### Assignment
Would you give all of the records again, exactly as they read?

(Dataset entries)
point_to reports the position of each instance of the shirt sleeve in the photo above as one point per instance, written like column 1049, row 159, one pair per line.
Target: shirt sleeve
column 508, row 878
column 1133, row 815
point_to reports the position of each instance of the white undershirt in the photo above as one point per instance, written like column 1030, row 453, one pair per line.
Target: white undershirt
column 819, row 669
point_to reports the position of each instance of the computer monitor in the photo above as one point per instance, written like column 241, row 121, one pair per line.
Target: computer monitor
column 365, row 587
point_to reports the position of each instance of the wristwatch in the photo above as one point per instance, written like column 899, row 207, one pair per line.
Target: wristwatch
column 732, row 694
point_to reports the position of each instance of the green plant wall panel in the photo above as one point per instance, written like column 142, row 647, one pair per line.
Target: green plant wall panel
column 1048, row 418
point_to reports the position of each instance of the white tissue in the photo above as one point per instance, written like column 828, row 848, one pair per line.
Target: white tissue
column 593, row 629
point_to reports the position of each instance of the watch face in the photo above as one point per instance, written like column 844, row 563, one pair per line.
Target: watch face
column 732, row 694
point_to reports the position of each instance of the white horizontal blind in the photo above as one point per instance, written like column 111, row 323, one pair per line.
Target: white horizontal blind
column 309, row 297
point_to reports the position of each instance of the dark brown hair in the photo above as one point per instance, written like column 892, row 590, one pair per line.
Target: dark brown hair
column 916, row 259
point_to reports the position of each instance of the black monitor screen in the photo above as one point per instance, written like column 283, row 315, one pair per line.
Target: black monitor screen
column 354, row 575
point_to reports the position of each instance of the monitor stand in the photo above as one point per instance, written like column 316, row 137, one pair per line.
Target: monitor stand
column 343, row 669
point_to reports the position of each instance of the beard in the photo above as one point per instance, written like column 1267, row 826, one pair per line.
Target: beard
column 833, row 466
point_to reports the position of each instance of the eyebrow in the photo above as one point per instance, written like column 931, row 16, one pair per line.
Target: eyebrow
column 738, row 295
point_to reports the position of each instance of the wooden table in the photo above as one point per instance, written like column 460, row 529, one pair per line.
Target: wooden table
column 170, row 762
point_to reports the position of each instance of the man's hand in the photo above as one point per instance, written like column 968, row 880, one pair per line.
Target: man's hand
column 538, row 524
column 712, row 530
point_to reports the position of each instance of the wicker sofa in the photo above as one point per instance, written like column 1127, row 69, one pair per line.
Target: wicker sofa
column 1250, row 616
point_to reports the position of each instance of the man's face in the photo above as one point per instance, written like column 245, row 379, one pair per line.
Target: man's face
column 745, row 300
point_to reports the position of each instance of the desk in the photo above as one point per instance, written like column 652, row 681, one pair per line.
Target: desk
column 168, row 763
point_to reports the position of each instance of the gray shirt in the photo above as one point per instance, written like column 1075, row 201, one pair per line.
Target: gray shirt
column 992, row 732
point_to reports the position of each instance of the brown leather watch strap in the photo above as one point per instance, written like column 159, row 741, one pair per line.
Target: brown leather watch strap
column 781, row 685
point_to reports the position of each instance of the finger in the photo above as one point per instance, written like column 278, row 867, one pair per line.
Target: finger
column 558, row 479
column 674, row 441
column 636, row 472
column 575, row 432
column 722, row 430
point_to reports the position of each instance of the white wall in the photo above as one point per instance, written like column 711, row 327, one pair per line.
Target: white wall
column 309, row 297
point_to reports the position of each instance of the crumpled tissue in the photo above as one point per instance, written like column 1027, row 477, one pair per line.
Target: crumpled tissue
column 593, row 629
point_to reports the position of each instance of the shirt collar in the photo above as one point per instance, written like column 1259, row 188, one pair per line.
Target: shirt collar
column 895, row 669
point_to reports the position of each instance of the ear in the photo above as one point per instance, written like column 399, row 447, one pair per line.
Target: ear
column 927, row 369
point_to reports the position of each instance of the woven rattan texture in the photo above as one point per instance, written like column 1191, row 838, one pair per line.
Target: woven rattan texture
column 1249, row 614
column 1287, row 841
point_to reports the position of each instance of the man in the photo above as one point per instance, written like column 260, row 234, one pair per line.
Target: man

### Output for this exercise
point_to reports the position of each instance of the shirt sleeve in the photo above as one point per instance, written like column 1049, row 159, one pair per line.
Target: shirt sleeve
column 508, row 878
column 1133, row 815
point_to reports the position of each instance of the white undershirt in the photo above as one point per instance, written like column 1030, row 453, one pair per line.
Target: white undershirt
column 819, row 669
point_to reports the position of each instance of the computer monitor in the photo above as one point per instance, written like column 241, row 121, one pair per line.
Target: computer monitor
column 365, row 587
point_to reports the position of each instance of the wristwatch in the photo above as one point per instance, written like column 899, row 207, one pair per line.
Target: wristwatch
column 732, row 694
point_to reports the position of each instance of the green plant wall panel in the photo above as one point per instance, written like column 142, row 647, one pair per line.
Target: green plant wall panel
column 1048, row 418
point_to reports the position of each instance of the white tissue in the photo above as one point per instance, written like column 828, row 848, one pair per line.
Target: white tissue
column 593, row 629
point_to reports the position of each instance of the watch face in the photo above as one point per instance, written like column 844, row 563, one pair per line.
Target: watch face
column 732, row 694
point_to reports the position of each instance of the white horizontal blind in the photo above as one point per instance, written like column 111, row 323, one pair per line.
Target: white horizontal blind
column 309, row 297
point_to reports the position of each instance of the dark brown hair in the photo above as one point per instance, written like column 892, row 590, one pair per line.
Target: dark brown hair
column 916, row 259
point_to reports the position of each instance of the black monitor screen in the photo above as one point per instance, written like column 283, row 315, one pair per line.
Target: black monitor screen
column 354, row 575
point_to reports the position of each instance of the monitor stand in the photo above as one point per instance, written like column 316, row 137, one pair per line.
Target: monitor stand
column 343, row 669
point_to reports the position of each instance of the beard in the photo above as one point per instance, written like column 1267, row 826, one pair per line.
Target: beard
column 833, row 466
point_to reports the position of each instance of the eyebrow in the photo above as one point per instance, written like column 931, row 16, one pair per line.
Target: eyebrow
column 738, row 295
point_to reports the position of each instance of the wooden table in the photo above as one point per instance, written like column 460, row 529, one pair per line.
Target: wooden table
column 170, row 762
point_to reports the position of each instance of the man's hand in the photo above as one point per instance, written like column 968, row 880, one pair per line.
Target: man's hand
column 538, row 524
column 712, row 530
point_to reports the position of each instance of the wicker sofa in the photo above as one point per instance, written like column 1127, row 69, one pair per line.
Target: wicker sofa
column 1250, row 616
point_to reports the position of each instance of the man's face in the photo above as one point per instance, written like column 245, row 379, one pair per line.
Target: man's face
column 745, row 300
point_to reports the position of each instance of the desk in the photo above as one point per instance, written like column 652, row 681, one pair per line.
Target: desk
column 168, row 763
point_to reports the position of each instance of the gray shirt in the photo above as one point per instance, written like column 1075, row 201, one pair per line.
Target: gray shirt
column 992, row 732
point_to reports the position of each instance of the brown leather watch strap in the photo above as one point per instance, written like column 159, row 741, one pair per line.
Target: brown leather watch strap
column 781, row 685
point_to reports the position of each instance of the finger in the photo above as one point per instance, written like column 278, row 867, one pair per line.
Target: finger
column 558, row 479
column 674, row 441
column 636, row 472
column 575, row 432
column 722, row 430
point_to reports the position of each instance of the white wall in the photo above as one point per instance, written like column 711, row 327, one pair per line.
Target: white wall
column 309, row 297
point_to reports the position of each instance of the crumpled tissue in the photo above as one point per instance, written like column 1027, row 477, one pair per line.
Target: crumpled tissue
column 593, row 629
point_to reports the position of each instance of the shirt collar in the photo above as one point per instance, written like column 1259, row 188, one pair per line.
Target: shirt collar
column 895, row 669
point_to reports the position of each instance of the ear in the photo above as one point per instance, written like column 399, row 447, one pair per line.
Target: ear
column 927, row 369
point_to reports the position of each instance of the woven rattan texture in the photo above as one point per instance, written like column 1191, row 838, one pair per line.
Target: woven rattan texture
column 1249, row 614
column 1287, row 841
point_to reports the position of each instance of the man in the photo above as one point per instance, written like column 260, row 234, one pair per line.
Target: man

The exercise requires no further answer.